§ Task
Check every line of the entries below for "foliage", and copy the lines that have it.

§ Supplied entries
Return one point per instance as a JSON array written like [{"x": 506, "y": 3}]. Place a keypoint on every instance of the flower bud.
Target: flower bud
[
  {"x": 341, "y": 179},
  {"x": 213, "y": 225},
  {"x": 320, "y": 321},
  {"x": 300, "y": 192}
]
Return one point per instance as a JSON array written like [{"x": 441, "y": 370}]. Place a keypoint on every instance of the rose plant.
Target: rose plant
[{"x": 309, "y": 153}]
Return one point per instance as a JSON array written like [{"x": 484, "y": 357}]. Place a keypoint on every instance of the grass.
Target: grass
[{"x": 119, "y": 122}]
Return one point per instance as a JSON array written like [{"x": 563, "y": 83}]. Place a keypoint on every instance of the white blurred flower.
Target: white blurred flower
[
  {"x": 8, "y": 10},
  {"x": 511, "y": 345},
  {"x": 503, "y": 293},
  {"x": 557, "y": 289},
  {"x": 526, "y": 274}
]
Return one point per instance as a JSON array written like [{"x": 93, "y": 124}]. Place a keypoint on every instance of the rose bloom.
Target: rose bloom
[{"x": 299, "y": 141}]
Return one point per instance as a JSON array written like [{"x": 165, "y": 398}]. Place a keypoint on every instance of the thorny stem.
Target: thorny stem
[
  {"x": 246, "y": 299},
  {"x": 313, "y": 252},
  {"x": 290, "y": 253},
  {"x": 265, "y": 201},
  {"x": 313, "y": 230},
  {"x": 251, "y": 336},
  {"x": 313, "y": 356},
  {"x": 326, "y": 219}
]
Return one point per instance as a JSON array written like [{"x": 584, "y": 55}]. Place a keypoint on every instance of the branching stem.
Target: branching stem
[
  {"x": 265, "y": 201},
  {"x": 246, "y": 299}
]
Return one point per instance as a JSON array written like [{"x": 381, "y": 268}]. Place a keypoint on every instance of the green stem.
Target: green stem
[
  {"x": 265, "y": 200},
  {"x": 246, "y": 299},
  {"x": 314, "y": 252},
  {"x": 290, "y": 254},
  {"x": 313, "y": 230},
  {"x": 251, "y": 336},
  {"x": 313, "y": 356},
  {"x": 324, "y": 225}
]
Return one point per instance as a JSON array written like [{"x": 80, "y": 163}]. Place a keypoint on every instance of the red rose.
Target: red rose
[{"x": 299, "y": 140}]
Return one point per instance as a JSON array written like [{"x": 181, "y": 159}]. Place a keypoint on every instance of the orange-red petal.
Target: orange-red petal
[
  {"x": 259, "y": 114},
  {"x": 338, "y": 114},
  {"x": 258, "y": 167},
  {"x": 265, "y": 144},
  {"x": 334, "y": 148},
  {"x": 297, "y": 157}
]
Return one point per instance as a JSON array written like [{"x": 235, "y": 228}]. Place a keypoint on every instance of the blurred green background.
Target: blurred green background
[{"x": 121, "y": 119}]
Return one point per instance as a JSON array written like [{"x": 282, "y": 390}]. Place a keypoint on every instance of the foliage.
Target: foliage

§ Exercise answer
Return one point per instance as a JSON array written like [{"x": 282, "y": 390}]. Place a keypoint on every instance of the foliage.
Target: foliage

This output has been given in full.